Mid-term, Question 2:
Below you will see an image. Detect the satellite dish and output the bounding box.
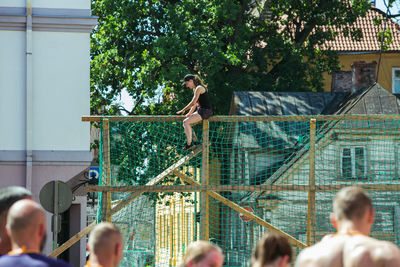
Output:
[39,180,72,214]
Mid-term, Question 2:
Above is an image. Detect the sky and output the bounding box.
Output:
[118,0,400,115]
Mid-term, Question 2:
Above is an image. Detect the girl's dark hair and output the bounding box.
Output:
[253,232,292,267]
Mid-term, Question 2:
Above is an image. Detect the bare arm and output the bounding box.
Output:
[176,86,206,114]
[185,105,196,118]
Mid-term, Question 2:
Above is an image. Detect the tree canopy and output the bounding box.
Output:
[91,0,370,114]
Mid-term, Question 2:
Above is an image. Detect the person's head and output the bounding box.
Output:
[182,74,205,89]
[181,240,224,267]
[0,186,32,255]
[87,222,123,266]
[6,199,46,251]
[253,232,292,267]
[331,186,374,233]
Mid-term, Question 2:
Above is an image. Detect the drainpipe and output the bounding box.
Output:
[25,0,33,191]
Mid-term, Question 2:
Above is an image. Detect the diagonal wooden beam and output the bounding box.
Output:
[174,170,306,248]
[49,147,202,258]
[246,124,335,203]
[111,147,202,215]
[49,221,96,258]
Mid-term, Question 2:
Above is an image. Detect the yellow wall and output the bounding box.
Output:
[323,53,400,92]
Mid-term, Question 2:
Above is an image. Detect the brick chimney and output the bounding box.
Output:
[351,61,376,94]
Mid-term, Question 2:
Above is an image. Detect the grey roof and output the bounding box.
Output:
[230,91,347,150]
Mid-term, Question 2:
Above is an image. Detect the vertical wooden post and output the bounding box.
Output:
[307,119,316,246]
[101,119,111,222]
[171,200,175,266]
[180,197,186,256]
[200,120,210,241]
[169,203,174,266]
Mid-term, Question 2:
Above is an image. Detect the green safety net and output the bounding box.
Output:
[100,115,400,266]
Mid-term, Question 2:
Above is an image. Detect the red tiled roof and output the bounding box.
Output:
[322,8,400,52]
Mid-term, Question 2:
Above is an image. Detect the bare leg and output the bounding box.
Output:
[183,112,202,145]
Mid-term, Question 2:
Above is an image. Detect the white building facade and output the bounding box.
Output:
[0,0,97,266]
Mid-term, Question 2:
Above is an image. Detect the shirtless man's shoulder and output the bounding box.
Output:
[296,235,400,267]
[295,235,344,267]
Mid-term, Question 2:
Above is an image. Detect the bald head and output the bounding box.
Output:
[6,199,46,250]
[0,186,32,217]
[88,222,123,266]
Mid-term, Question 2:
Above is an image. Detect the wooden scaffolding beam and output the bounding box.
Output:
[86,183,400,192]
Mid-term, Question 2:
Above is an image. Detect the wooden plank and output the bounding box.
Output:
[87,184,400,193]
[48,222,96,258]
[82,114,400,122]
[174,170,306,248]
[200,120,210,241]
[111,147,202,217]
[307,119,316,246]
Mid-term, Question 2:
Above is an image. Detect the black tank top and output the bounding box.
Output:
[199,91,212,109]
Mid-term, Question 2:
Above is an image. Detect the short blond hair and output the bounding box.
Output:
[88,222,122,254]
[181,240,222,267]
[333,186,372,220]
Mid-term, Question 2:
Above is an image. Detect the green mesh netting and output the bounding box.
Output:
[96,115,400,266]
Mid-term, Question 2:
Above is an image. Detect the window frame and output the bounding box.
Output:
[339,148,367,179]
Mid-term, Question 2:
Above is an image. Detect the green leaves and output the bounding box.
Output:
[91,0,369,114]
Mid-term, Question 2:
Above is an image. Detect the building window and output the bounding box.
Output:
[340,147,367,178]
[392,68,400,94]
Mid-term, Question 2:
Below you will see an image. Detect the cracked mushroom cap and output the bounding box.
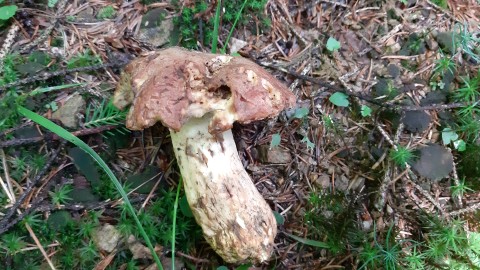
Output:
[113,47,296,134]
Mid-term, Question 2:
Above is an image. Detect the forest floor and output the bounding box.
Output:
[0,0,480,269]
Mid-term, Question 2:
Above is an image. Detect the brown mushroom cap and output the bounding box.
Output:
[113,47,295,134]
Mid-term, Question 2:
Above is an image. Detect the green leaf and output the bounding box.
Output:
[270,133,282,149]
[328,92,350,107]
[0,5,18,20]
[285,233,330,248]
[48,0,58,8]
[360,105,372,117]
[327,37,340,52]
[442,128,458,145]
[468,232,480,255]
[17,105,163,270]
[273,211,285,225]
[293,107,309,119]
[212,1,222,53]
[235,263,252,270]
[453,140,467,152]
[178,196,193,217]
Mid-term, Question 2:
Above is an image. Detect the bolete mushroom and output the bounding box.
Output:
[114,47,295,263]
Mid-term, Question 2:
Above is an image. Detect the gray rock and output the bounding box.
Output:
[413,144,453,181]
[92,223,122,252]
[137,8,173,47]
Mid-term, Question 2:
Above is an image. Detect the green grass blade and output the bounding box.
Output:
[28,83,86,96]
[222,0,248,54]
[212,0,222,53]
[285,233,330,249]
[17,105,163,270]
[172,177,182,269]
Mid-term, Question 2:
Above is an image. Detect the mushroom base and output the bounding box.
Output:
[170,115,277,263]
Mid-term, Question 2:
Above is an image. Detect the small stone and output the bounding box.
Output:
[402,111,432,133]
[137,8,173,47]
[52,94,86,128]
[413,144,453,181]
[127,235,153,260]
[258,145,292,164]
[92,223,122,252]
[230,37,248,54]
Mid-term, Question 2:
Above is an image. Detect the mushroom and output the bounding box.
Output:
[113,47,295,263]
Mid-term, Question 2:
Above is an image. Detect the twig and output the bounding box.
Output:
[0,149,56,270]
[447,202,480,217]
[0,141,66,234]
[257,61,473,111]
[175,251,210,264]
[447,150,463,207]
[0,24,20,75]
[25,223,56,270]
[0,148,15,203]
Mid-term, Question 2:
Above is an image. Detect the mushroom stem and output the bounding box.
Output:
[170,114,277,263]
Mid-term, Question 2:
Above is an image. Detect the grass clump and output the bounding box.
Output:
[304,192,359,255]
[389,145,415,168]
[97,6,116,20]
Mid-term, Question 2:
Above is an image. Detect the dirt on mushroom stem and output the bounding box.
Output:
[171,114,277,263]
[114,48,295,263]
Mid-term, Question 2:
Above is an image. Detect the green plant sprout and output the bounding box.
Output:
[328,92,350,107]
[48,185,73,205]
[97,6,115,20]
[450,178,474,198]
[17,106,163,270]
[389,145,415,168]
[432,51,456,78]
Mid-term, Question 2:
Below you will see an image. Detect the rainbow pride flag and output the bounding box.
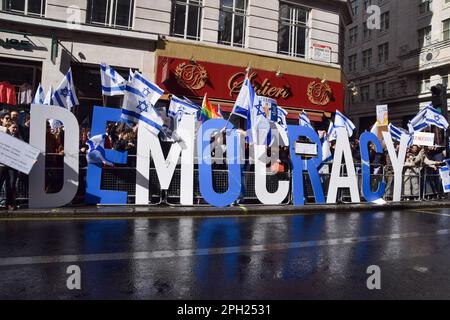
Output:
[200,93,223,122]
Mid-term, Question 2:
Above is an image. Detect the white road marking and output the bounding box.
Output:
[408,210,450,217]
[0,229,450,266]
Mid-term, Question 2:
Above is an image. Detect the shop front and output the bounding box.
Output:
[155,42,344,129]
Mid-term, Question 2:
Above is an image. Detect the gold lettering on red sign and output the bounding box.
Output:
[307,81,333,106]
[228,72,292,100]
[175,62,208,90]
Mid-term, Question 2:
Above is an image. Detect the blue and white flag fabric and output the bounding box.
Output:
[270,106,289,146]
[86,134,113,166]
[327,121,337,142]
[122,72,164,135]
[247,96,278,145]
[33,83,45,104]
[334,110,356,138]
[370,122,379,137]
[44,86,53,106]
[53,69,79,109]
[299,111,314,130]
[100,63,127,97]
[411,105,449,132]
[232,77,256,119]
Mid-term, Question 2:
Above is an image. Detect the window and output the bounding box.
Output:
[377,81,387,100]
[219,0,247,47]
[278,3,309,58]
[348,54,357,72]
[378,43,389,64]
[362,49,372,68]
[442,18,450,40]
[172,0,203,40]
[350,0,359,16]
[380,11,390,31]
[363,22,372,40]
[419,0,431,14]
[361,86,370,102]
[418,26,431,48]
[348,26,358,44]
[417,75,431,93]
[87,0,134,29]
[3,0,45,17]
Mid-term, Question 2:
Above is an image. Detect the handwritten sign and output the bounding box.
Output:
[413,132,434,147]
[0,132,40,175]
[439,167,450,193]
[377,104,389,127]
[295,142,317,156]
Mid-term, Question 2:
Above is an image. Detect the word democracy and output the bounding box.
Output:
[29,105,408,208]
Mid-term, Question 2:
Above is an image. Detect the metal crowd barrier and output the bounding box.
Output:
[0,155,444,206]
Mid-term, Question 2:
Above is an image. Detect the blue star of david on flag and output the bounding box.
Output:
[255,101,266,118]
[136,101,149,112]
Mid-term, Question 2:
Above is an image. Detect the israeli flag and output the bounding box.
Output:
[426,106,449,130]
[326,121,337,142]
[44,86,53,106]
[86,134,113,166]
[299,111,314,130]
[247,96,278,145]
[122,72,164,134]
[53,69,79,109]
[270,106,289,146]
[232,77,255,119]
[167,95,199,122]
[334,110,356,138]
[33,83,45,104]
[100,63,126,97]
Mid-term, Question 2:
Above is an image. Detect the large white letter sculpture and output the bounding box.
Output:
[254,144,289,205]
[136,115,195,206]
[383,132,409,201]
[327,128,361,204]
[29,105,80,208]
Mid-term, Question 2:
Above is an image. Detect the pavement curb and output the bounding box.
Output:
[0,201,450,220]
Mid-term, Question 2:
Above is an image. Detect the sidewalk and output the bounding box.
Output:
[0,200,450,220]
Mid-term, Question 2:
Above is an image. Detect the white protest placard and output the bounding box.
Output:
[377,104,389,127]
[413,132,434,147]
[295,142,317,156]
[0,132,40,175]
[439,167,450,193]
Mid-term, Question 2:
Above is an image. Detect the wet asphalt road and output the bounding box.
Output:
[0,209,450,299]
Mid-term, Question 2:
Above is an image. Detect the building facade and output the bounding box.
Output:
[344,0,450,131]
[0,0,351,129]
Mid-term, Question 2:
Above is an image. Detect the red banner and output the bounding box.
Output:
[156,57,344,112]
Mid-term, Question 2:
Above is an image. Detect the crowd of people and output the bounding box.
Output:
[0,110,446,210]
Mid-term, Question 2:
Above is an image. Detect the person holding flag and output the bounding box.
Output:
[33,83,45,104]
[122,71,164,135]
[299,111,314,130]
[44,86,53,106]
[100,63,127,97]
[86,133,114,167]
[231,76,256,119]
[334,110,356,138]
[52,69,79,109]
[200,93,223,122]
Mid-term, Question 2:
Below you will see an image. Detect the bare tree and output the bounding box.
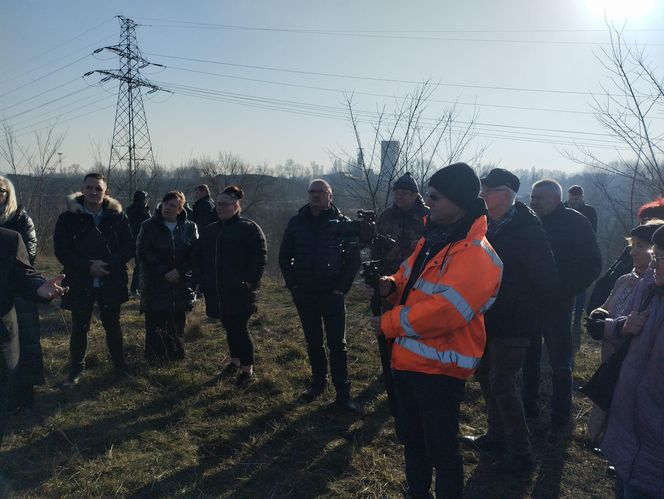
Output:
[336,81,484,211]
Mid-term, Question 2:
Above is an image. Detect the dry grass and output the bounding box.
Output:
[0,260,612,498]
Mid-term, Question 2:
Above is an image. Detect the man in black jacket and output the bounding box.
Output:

- [TASK TO COMPLETE]: Please copy the material above word for word, beginning with its first line and stopping after the line that contains "[0,0,97,266]". Leave the pictures out.

- [REPLY TO THE TASK]:
Mid-term, Question 2:
Below you will see an image. Detect the satellite dish and output the bounding box.
Output:
[39,180,72,214]
Mid-term, Question 2:
Above is an image. Detect the sky and output the bounding box.
Output:
[118,0,400,115]
Mid-term, Question 2:
Above is an image. Detect the girl's dark hair and output the bounding box.
Output:
[253,232,292,267]
Mid-term, Question 2:
Above is an image. Detect the bare arm and output the bounding box.
Output:
[176,86,206,114]
[185,105,196,118]
Mid-term, Question 2:
Above is an image. Detect the tree canopy and output the bounding box.
Output:
[91,0,370,114]
Mid-term, Question 2:
Above is an image. Detect the person's head and output the bounding box.
Output:
[182,74,205,89]
[181,240,224,267]
[0,186,32,255]
[87,222,123,266]
[6,199,46,251]
[253,232,292,267]
[331,186,374,233]
Mid-term, Question 2:
Above is an image. Detect the drainpipe and output the bounding box.
Output:
[25,0,33,191]
Mid-term, Question 2:
Above is an image. Detect the diagonal wooden beam and output the bounding box.
Output:
[174,170,306,248]
[49,147,202,258]
[246,124,335,203]
[111,147,202,215]
[49,221,96,258]
Mid-term, Question 2:
Above is an image. Detect the yellow wall and output the bounding box.
Output:
[323,53,400,92]
Mid-term, Question 2:
Above is an image. Detect the brick chimney and output the bounding box.
Output:
[351,61,376,94]
Mid-term, Question 2:
Above is an image. Detect the grey roof and output the bounding box.
Output:
[230,91,347,150]
Mid-term, Question 2:
Above is an image. Detect the vertical wooden post and output the bounding box.
Output:
[307,119,316,246]
[101,119,111,222]
[171,200,175,266]
[180,197,186,256]
[200,120,210,241]
[169,203,174,266]
Mid-term, Question 2:
Above is an image. Detect the green safety net and output the bounding box.
Output:
[100,115,400,266]
Mid-term, Question 2:
Above is an image. Detect the red tiled roof and output the bounding box.
Output:
[322,8,400,52]
Mid-term, Question 2:
Above is an image. Detect the bare leg and output the bounding box.
Output:
[183,112,202,145]
Mid-term, Question 2:
Above is an image. Detect the white building facade and output the bounding box.
Output:
[0,0,97,266]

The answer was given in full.